Please count the lines in the listing below that contain the string "glass", and reply with that number alone.

##### Available records

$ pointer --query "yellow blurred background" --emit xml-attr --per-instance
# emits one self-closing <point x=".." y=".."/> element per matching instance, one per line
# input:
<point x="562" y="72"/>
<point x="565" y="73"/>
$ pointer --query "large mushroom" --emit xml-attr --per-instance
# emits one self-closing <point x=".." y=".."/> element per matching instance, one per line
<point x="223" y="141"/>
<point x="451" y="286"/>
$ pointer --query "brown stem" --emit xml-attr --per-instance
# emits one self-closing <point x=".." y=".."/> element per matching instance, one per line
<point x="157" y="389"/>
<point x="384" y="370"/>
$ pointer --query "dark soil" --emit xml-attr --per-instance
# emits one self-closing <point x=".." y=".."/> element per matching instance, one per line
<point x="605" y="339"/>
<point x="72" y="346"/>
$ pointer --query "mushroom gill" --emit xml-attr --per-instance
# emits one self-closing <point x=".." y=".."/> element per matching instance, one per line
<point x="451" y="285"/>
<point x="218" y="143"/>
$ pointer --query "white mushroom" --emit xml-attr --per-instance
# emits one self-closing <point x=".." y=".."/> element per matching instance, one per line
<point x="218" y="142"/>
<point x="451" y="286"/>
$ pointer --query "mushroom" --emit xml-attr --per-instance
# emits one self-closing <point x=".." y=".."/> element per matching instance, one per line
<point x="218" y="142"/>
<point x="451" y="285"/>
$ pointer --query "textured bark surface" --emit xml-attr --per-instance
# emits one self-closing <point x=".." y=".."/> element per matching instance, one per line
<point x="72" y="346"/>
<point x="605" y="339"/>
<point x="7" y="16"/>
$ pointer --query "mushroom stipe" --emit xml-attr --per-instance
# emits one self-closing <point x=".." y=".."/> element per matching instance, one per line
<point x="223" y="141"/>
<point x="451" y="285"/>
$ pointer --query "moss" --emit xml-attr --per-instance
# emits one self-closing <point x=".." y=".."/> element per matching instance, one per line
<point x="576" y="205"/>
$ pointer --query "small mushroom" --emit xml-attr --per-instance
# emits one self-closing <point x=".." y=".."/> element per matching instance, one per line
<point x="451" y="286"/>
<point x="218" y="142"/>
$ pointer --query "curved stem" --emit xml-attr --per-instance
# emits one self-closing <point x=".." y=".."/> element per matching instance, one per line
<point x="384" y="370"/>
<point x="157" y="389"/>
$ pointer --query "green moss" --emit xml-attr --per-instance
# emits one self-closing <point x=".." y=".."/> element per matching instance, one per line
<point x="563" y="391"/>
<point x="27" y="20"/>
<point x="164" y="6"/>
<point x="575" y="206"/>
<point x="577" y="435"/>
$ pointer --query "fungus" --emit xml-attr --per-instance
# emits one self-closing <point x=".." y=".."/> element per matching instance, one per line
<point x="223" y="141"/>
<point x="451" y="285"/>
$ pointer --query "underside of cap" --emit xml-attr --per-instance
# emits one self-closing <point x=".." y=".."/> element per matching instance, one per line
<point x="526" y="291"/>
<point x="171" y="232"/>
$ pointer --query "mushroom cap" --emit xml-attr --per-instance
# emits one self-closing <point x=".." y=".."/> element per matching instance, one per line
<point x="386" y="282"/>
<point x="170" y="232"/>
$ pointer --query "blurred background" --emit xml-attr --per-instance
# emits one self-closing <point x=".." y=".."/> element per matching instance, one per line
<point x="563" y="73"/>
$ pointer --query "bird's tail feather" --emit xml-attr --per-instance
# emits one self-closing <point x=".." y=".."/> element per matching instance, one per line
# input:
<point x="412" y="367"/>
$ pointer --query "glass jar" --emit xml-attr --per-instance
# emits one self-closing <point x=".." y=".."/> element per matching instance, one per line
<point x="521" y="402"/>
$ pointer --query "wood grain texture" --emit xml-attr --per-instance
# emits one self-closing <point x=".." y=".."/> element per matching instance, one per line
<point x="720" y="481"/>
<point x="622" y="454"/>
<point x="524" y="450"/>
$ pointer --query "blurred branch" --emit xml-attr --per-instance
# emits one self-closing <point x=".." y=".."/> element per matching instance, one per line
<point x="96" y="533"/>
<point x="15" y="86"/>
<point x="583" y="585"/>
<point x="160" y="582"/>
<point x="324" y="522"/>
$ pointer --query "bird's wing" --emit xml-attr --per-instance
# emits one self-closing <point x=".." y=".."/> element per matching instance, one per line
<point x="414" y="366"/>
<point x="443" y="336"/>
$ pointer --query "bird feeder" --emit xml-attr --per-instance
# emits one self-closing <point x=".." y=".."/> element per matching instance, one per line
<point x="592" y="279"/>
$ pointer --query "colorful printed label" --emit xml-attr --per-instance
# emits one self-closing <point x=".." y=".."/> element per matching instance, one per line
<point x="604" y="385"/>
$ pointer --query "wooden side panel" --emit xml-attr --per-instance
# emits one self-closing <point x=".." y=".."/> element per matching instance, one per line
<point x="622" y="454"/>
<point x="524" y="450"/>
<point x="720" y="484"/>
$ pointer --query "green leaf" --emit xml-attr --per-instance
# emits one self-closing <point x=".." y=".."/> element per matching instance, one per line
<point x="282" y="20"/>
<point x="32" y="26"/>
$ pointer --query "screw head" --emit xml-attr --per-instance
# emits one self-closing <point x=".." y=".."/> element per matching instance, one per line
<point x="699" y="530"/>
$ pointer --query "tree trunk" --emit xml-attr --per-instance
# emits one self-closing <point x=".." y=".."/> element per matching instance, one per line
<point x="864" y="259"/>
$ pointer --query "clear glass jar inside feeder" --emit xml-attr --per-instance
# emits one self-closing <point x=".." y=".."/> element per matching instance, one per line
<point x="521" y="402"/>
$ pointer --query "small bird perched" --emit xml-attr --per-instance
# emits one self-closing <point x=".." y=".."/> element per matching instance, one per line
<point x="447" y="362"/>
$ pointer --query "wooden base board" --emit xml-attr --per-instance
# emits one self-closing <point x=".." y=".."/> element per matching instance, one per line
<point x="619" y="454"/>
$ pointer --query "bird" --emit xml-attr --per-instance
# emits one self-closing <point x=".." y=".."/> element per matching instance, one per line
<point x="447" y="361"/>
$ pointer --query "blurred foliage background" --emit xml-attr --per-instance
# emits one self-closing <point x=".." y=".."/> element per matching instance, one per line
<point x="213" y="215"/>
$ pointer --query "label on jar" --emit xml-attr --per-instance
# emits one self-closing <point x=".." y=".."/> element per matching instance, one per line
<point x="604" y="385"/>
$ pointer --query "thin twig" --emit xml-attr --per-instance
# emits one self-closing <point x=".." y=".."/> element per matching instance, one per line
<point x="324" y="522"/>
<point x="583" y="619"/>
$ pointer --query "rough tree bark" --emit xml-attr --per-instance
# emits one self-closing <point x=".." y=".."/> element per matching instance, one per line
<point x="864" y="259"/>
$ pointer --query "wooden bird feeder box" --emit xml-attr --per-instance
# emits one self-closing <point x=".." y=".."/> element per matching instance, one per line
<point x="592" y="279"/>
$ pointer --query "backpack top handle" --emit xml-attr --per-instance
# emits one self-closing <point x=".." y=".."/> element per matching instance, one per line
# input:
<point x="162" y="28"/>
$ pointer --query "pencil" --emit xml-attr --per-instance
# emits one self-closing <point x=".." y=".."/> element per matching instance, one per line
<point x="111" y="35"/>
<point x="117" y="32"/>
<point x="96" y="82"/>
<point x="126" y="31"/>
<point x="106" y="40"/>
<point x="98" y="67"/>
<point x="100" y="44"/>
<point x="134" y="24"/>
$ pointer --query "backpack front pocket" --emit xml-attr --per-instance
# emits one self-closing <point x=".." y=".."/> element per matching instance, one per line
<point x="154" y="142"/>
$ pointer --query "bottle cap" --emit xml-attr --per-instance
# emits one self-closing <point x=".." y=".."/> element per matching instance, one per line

##########

Answer for the task: 2